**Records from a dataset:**
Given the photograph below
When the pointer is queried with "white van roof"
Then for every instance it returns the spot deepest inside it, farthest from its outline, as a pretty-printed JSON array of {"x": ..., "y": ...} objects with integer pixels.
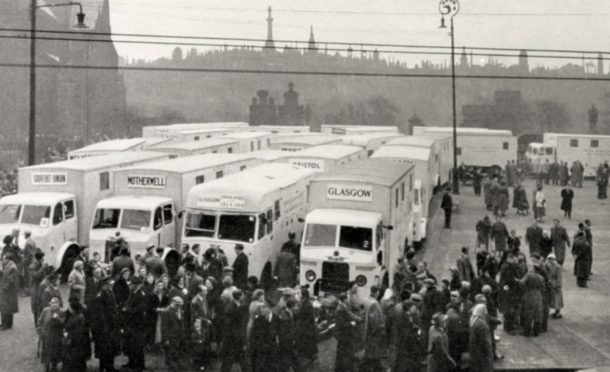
[
  {"x": 327, "y": 151},
  {"x": 100, "y": 162},
  {"x": 311, "y": 140},
  {"x": 345, "y": 217},
  {"x": 194, "y": 145},
  {"x": 419, "y": 141},
  {"x": 36, "y": 198},
  {"x": 249, "y": 186},
  {"x": 247, "y": 135},
  {"x": 144, "y": 202},
  {"x": 365, "y": 138},
  {"x": 467, "y": 130},
  {"x": 123, "y": 144},
  {"x": 373, "y": 171},
  {"x": 191, "y": 163},
  {"x": 402, "y": 152},
  {"x": 270, "y": 155}
]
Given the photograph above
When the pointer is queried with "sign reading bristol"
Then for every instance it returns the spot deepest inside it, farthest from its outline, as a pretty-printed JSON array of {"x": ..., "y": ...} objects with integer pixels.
[
  {"x": 313, "y": 164},
  {"x": 147, "y": 182},
  {"x": 362, "y": 193},
  {"x": 49, "y": 178}
]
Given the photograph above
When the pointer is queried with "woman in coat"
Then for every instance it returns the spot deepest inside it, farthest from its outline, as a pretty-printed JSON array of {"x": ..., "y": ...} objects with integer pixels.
[
  {"x": 480, "y": 347},
  {"x": 9, "y": 290},
  {"x": 50, "y": 332},
  {"x": 439, "y": 359},
  {"x": 77, "y": 345}
]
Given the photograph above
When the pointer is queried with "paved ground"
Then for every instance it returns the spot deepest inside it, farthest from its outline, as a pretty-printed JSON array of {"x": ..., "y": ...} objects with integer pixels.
[{"x": 580, "y": 339}]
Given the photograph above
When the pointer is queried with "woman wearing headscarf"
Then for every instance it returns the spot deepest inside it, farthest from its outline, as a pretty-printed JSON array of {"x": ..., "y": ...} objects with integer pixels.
[
  {"x": 439, "y": 359},
  {"x": 480, "y": 347},
  {"x": 50, "y": 332}
]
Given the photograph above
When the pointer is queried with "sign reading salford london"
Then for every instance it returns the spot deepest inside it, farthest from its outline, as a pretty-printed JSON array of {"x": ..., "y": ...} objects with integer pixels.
[
  {"x": 147, "y": 182},
  {"x": 313, "y": 164},
  {"x": 49, "y": 178},
  {"x": 362, "y": 193}
]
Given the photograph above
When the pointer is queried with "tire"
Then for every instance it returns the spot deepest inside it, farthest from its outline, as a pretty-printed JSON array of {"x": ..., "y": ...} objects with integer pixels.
[
  {"x": 68, "y": 261},
  {"x": 266, "y": 275}
]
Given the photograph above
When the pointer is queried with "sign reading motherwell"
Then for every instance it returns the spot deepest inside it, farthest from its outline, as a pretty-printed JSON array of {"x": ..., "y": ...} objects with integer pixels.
[
  {"x": 49, "y": 178},
  {"x": 363, "y": 193},
  {"x": 147, "y": 182}
]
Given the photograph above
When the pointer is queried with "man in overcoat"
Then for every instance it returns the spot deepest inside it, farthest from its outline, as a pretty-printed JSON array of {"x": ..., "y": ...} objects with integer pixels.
[
  {"x": 9, "y": 290},
  {"x": 105, "y": 326},
  {"x": 561, "y": 240}
]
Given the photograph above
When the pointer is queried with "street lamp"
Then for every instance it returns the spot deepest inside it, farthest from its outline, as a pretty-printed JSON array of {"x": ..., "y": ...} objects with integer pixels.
[
  {"x": 80, "y": 18},
  {"x": 450, "y": 8}
]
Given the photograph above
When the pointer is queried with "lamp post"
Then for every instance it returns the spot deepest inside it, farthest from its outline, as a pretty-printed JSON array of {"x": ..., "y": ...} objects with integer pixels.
[
  {"x": 80, "y": 16},
  {"x": 450, "y": 8}
]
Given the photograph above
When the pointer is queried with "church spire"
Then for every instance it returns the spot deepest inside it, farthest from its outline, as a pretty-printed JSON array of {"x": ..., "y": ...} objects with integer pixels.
[
  {"x": 269, "y": 43},
  {"x": 311, "y": 45}
]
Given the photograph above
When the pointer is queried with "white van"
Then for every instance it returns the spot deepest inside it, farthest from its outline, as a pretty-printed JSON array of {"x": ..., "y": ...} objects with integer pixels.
[
  {"x": 300, "y": 142},
  {"x": 359, "y": 222},
  {"x": 479, "y": 147},
  {"x": 257, "y": 208},
  {"x": 71, "y": 189},
  {"x": 424, "y": 185},
  {"x": 325, "y": 158},
  {"x": 208, "y": 146},
  {"x": 163, "y": 130},
  {"x": 251, "y": 141},
  {"x": 369, "y": 141}
]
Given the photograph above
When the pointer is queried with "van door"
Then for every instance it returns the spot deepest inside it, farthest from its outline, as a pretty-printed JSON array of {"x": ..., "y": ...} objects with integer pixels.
[{"x": 168, "y": 232}]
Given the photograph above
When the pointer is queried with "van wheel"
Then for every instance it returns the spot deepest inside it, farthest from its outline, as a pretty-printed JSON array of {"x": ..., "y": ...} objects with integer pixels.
[
  {"x": 68, "y": 262},
  {"x": 266, "y": 275}
]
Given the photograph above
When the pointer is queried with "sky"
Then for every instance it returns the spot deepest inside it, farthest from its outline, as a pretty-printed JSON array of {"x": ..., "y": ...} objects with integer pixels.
[{"x": 522, "y": 24}]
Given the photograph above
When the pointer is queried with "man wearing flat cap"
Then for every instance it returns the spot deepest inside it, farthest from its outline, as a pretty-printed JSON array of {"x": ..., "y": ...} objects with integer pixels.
[
  {"x": 105, "y": 326},
  {"x": 135, "y": 312},
  {"x": 173, "y": 331}
]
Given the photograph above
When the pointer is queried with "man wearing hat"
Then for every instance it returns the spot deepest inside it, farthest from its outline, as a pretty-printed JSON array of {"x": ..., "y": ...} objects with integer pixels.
[
  {"x": 174, "y": 334},
  {"x": 561, "y": 240},
  {"x": 37, "y": 273},
  {"x": 439, "y": 359},
  {"x": 531, "y": 314},
  {"x": 135, "y": 312},
  {"x": 555, "y": 281},
  {"x": 105, "y": 327},
  {"x": 9, "y": 290},
  {"x": 240, "y": 267}
]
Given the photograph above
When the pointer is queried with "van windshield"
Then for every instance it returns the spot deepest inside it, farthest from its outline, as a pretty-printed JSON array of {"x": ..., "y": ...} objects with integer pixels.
[
  {"x": 9, "y": 213},
  {"x": 135, "y": 219},
  {"x": 320, "y": 235},
  {"x": 36, "y": 215},
  {"x": 238, "y": 227},
  {"x": 106, "y": 218},
  {"x": 356, "y": 238},
  {"x": 200, "y": 224}
]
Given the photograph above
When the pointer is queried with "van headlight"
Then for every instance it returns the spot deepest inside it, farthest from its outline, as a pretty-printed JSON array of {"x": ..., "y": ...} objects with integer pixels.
[
  {"x": 310, "y": 275},
  {"x": 361, "y": 280}
]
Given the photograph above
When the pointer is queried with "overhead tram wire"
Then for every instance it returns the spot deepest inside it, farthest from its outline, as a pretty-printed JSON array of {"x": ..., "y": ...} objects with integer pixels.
[
  {"x": 591, "y": 55},
  {"x": 368, "y": 45},
  {"x": 314, "y": 73}
]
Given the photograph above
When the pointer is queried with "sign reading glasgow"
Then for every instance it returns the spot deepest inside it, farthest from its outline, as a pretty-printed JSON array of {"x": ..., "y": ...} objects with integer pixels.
[
  {"x": 147, "y": 182},
  {"x": 362, "y": 193}
]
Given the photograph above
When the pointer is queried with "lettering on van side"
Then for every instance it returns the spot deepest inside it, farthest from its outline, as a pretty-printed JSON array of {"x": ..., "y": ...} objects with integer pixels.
[
  {"x": 49, "y": 178},
  {"x": 147, "y": 182},
  {"x": 313, "y": 164},
  {"x": 363, "y": 193}
]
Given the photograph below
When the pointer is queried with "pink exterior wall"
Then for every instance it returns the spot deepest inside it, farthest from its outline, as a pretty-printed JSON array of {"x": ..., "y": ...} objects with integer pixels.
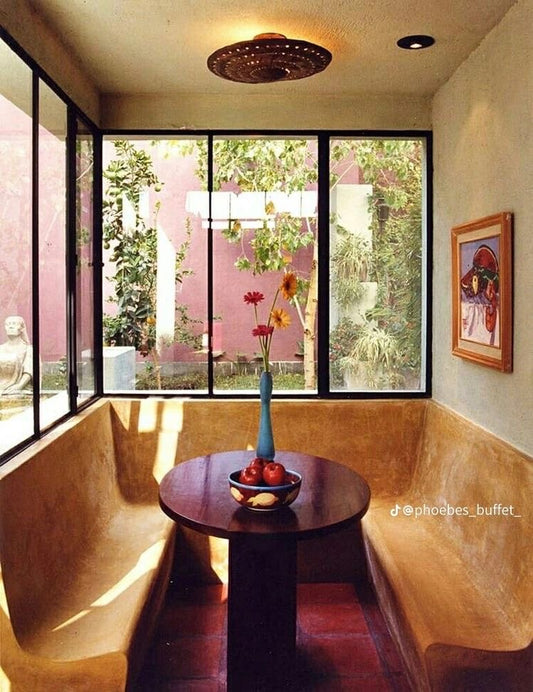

**Written exercise:** Pull out each line of the entries above that contains the word "white". Matches are case-sensitive.

**Complete output:**
When the pointer is queried with "white van roof"
When the pointer is queried with "white van"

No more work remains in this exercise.